Other Pseudo-classes

  • :blank — input is blank

Custom Lexbor Pseudo-class

  • :-lexbor-contains(text)non-standard, matches elements containing specific text content

    • Useful for web scraping and testing

Combinators

Combinators combine multiple selectors to create relationships:

  • Descendant ( ) — div p (any p inside div)

  • Child (>) — div > p (direct child p of div)

  • Next sibling (+) — h1 + p (p immediately after h1)

  • Subsequent sibling (~) — h1 ~ p (any p after h1 at same level)

  • Column (||) — col || td (td in column represented by col) (not supported yet)

Advanced Examples

Complex Selectors with Pseudo-classes

/* Find all checked checkboxes in a form */
const lxb_char_t selector1[] = "form input[type='checkbox']:checked";

/* Find all even rows in a table */
const lxb_char_t selector2[] = "table tr:nth-child(even)";

/* Find first paragraph in each article */
const lxb_char_t selector4[] = "article > p:first-of-type";

Using :is() and :where() for Grouping

/* Match any heading */
const lxb_char_t selector1[] = ":is(h1, h2, h3, h4, h5, h6)";

/* Match links in header or footer (with 0 specificity) */
const lxb_char_t selector2[] = ":where(header, footer) a";

/* Match inputs that are text, email, or password */
const lxb_char_t selector3[] = "input:is([type='text'], [type='email'], [type='password'])";

Using :not() for Exclusion

/* All paragraphs except those with class 'exclude' */
const lxb_char_t selector1[] = "p:not(.exclude)";

/* All inputs that are not disabled or read-only */
const lxb_char_t selector2[] = "input:not(:disabled):not(:read-only)";

/* All elements except divs and spans */
const lxb_char_t selector3[] = ":not(div):not(span)";

/* All links except external ones */
const lxb_char_t selector4[] = "a:not([href^='http'])";

Using :has() for Parent Selection

/* Find articles that contain an image */
const lxb_char_t selector1[] = "article:has(img)";

/* Find divs that have a direct child p with class 'important' */
const lxb_char_t selector2[] = "div:has(> p.important)";

/* Find sections containing both a heading and a paragraph */
const lxb_char_t selector3[] = "section:has(h2):has(p)";

/* Find list items that don't contain links */
const lxb_char_t selector4[] = "li:not(:has(a))";

Attribute Selectors with Case Sensitivity

/* Case-insensitive attribute match */
const lxb_char_t selector1[] = "[title*='hello' i]";

/* Case-sensitive attribute match */
const lxb_char_t selector2[] = "[data-value^='ABC' s]";

/* Match any attribute value containing "test" (case-insensitive) */
const lxb_char_t selector3[] = "[class*='test' i]";

Complex nth-child Patterns

/* Every 3rd element starting from the 2nd: 2, 5, 8, 11... */
const lxb_char_t selector1[] = "li:nth-child(3n+2)";

/* First 5 elements */
const lxb_char_t selector2[] = "div:nth-child(-n+5)";

/* All but the first element */
const lxb_char_t selector3[] = "p:nth-child(n+2)";

/* Even rows in a table body */
const lxb_char_t selector4[] = "tbody tr:nth-child(even)";

/* Every 4th element starting from 1st: 1, 5, 9, 13... */
const lxb_char_t selector5[] = "div:nth-child(4n+1)";

Combining Multiple Techniques

/* Find divs with specific class that contain images but not links */
const lxb_char_t selector2[] = "div.gallery:has(img):not(:has(a))";

/* Find the first 3 paragraphs in articles that are not empty */
const lxb_char_t selector3[] = "article p:not(:empty):nth-child(-n+3)";

/* Find all headings (h1-h6) inside main that are followed by a paragraph */
const lxb_char_t selector4[] = "main :is(h1, h2, h3, h4, h5, h6):has(+ p)";

Custom Lexbor Selector

/* Find elements containing specific text (non-standard) */
const lxb_char_t selector1[] = "div:-lexbor-contains('search text')";

/* Find paragraphs containing "important" */
const lxb_char_t selector2[] = "p:-lexbor-contains('important')";

/* Combine with other selectors */
const lxb_char_t selector3[] = ".content p:-lexbor-contains('TODO'):not(.done)";

Search Options

You can customize the search behavior by setting options using lxb_selectors_opt_set(). This allows you to control how the selector engine processes nodes and handles matches.

### Exercise requirements
(a) Name every combinator listed in the selector guide, giving each one's symbol.
(b) According to the selector guide, why would you call lxb_selectors_opt_set()?
(c) Pick up the selector guide after its final sentence and keep writing it.
The data after this point comes from a separate source.

### Items
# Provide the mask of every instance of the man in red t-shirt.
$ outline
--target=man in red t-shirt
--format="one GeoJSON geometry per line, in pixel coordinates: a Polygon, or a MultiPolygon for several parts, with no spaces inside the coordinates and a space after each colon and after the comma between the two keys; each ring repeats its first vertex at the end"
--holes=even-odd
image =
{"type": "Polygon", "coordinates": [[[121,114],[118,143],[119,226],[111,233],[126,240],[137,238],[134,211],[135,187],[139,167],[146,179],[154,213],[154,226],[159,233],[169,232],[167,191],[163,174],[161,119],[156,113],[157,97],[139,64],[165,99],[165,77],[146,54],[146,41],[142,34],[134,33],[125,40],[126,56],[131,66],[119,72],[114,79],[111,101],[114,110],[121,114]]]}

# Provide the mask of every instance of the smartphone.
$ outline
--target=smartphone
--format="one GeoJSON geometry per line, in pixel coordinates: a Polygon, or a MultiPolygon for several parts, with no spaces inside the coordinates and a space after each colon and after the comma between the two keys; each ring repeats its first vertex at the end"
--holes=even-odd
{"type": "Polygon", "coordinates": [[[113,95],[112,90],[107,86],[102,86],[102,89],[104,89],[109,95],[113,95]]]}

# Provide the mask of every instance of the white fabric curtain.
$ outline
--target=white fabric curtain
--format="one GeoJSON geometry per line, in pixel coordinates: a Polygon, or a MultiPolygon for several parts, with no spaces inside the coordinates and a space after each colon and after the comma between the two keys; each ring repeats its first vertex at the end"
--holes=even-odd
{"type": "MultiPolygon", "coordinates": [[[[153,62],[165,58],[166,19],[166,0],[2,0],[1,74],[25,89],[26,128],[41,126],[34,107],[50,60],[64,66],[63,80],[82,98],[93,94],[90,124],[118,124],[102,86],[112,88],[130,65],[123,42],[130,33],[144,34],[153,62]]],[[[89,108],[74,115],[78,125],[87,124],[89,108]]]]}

### Answers
(a) Descendant ( ), Child (>), Next sibling (+), Subsequent sibling (~), Column (||)

(b) It sets options that customize search behavior. That lets you control how the selector engine processes nodes and handles matches.

(c)
Available Options

LXB_SELECTORS_OPT_DEFAULT

Default behavior:

  • Root node does not participate in the search (only its children)

  • If a node matches multiple selectors, callback is triggered for each match

lxb_selectors_opt_set(selectors, LXB_SELECTORS_OPT_DEFAULT);

LXB_SELECTORS_OPT_MATCH_ROOT

Include the root node in the search.

By default, when you call lxb_selectors_find(selectors, root, list, callback, ctx), the root node itself is not checked against the selectors — only its descendants are searched.

This option makes the root node participate in the search, which is useful when you want to check if the root node itself matches any selectors.

lxb_selectors_opt_set(selectors, LXB_SELECTORS_OPT_MATCH_ROOT);

LXB_SELECTORS_OPT_MATCH_FIRST

Stop after the first match for each node.

By default, if a node matches multiple selectors in the list, the callback is triggered once for each matching selector. This can result in duplicate callbacks for the same node.

This option ensures the callback is called only once per node, even if it matches multiple selectors.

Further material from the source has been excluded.